** Given passage follows **
Readers' responses on Parler
Last week, I wrote a summary of the events leading to Parler's shutdown, and received a lot of thoughtful responses about what happened, so here are some thoughts from DL readers on the Parler shutdown.
Readers were responding to these questions:
- Do you think the tech companies were right to shut down Parler?
- Do you think this is a “special case,” or is this setting a precedent for how tech companies will operate in the future?
Yes, they were right to do what they did. It was an emergency.
It is setting a precedent, but it can become a "special case" if government resumes its role. Angela Merkel is right; it is government's role to make the rules but effectively that responsibility has been abdicated to business just like in a lot of other areas. I think this article summarizes it really well - Reimagining Capitalism in the Shadow of the Pandemic (hbr.org)
It is a very slippery slope. How much is too much? How do we know when something crosses a line? Was Parler given a chance? Will others be given a chance? Will someone who’s protesting abortion rights, or protesting abortion rights protestors, be able to do so? Gun rights? Black Lives Matters?
I think the tech companies have to operate this way, and will. First, nearly all the management is anti Trump, anti conservative, anti traditional culture. They do not interact with people who have a different world view, set of experiences and ideas of what’s “natural.” 49% of America voted for Trump. Is there any college that’s prestigious where even 10% of the faculty share that point of view? Or 20% of the students? Second, they will operate this way because they have a lot of support, and the people who don’t like it can’t do anything.
I don’t know what Facebook, Twitter etc did this summer when BLM protestors or others who claimed to be associated with them were turning violent. But my gut instinct is not much. This is not to excuse Pres Trump’s actions. They really were very bad. But people find a way anyways, for example Podcasts, to share nasty stuff. I’d rather have nasty stuff visible where it can be rebutted, for example with ads.
I don't think it was ethical for big tech to take down Parler. I haven't used the app before, but if I am to go by your description it doesn't sound like Parler is any worse than Facebook in terms of extremist content. Still, I think these cloud/storefront providers have every right to turn customers away. If tech companies couldn't decide who they do and do not serve, or what they do or do not allow on their platforms, for me that would mess with a bunch of other IRL precedents as well. It's a new legal frontier for sure.
I don't think this is a one-time event. Twitter, for example, has been temporarily suspending other politicians' accounts as well. Who knows when we'll see another permanent ban. On the other hand, it could be a test that they will regret and change course in the future, being the agile enterprise that they are.
** End of Given passage **
## What this exercise asks
a. Reproduce the stretch of the readers' responses on Parler from "I don't think it" through "that they are.".
b. Turn the paragraph in the readers' responses on Parler that begins "I don't think it was ethical" into a short bulleted list that keeps its main points.
** Records supplied follows **
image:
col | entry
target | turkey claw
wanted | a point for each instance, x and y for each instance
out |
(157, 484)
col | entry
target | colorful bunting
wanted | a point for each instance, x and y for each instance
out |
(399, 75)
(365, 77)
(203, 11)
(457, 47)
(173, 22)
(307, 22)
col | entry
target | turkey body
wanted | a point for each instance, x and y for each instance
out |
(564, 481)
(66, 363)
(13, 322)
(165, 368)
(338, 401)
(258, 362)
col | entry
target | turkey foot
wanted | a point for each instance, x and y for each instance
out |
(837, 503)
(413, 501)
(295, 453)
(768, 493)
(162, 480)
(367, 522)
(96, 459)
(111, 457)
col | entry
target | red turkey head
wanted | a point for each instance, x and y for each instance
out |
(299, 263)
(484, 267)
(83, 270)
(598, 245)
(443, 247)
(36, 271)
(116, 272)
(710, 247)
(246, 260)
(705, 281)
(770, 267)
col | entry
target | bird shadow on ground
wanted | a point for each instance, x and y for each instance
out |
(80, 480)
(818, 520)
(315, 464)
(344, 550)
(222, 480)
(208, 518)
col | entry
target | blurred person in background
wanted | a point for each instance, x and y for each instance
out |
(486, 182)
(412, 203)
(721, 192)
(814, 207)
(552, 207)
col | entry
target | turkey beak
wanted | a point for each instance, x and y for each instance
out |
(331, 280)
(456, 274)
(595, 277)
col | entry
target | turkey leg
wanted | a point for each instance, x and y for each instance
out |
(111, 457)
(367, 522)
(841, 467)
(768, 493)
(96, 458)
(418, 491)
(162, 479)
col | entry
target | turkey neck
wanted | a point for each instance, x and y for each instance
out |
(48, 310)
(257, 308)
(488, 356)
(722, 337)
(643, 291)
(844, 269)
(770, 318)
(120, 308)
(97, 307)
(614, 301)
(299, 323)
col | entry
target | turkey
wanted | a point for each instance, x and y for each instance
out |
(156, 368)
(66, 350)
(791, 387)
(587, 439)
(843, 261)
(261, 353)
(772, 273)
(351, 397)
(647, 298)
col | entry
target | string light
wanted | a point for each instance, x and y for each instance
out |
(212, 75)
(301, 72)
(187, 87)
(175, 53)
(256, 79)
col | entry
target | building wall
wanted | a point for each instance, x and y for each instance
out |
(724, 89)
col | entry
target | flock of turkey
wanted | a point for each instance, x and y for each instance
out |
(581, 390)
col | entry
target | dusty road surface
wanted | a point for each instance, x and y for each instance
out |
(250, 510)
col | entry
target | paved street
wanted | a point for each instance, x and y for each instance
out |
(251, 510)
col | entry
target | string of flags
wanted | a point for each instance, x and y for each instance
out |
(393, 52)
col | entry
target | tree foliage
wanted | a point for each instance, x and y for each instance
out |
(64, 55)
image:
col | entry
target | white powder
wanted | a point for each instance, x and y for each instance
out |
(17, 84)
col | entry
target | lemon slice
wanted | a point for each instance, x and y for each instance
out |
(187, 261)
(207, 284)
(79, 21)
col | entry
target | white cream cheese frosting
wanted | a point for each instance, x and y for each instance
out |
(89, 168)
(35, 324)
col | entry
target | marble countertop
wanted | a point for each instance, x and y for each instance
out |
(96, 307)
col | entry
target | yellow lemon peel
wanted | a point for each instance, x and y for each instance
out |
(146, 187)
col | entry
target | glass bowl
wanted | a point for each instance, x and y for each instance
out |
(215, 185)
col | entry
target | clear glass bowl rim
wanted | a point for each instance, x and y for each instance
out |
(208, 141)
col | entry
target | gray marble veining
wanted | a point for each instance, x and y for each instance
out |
** End of Records supplied **
## Solutions below
a.
I don't think it was ethical for big tech to take down Parler. I haven't used the app before, but if I am to go by your description it doesn't sound like Parler is any worse than Facebook in terms of extremist content. Still, I think these cloud/storefront providers have every right to turn customers away. If tech companies couldn't decide who they do and do not serve, or what they do or do not allow on their platforms, for me that would mess with a bunch of other IRL precedents as well. It's a new legal frontier for sure.
I don't think this is a one-time event. Twitter, for example, has been temporarily suspending other politicians' accounts as well. Who knows when we'll see another permanent ban. On the other hand, it could be a test that they will regret and change course in the future, being the agile enterprise that they are.

b.
- The writer does not think it was ethical for big tech to take down Parler.
- The writer has never used the app. Going by the description given, Parler doesn't sound any worse than Facebook in terms of extremist content.
- The writer still thinks cloud and storefront providers have every right to turn customers away.
- If tech companies couldn't decide whom they serve or what they allow on their platforms, that would disrupt many other real-life precedents.
- The writer calls it a new legal frontier.